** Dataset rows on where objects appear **

* * *

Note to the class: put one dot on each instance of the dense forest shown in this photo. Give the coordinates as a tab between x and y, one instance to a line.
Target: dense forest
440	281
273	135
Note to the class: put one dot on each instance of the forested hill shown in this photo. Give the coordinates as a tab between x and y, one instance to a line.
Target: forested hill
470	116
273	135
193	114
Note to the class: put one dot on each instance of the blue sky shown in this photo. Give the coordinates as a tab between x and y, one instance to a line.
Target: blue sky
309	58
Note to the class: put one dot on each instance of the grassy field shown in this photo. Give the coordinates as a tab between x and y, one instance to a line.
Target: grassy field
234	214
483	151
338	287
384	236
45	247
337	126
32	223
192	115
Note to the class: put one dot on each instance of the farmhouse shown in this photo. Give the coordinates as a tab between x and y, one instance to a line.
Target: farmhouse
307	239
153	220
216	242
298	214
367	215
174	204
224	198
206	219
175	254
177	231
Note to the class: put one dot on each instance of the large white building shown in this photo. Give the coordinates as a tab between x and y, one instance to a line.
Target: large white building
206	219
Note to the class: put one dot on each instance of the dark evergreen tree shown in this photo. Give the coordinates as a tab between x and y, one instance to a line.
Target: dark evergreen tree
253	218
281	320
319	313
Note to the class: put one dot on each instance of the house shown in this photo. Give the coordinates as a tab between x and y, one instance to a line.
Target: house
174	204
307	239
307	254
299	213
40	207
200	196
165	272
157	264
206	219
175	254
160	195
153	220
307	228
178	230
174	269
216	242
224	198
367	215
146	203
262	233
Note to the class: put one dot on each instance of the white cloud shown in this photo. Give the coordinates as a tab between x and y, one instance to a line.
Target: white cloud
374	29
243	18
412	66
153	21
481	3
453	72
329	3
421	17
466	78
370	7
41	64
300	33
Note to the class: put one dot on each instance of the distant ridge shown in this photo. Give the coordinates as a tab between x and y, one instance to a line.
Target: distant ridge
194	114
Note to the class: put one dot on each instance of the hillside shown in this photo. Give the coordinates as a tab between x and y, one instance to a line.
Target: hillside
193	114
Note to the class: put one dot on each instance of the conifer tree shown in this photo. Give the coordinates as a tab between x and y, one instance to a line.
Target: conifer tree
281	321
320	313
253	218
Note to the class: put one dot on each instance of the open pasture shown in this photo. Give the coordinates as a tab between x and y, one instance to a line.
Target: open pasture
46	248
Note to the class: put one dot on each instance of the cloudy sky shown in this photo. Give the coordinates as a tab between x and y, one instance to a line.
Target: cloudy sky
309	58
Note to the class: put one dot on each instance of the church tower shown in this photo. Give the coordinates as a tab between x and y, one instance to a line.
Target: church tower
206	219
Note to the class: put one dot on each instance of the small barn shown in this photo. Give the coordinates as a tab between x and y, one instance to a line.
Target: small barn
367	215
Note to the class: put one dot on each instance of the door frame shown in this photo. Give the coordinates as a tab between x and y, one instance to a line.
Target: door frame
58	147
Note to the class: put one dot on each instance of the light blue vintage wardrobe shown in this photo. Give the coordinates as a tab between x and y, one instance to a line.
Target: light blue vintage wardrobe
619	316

* * *

** PROBLEM DETAILS **
Copy out, unchanged, the stretch of the entries from the line containing "of the door" through the last line of the entries.

** RESPONSE TO THE TASK **
Note to the class: put one dot on each instance of the door frame shown in this photo. Give the coordinates as a tab between x and y, one instance to a line.
Target: door frame
58	147
Note to the class: put one dot on each instance of the light blue vintage wardrobe shown in this photo. Give the coordinates as a tab between x and y, one instance to a line.
Target: light blue vintage wardrobe
619	316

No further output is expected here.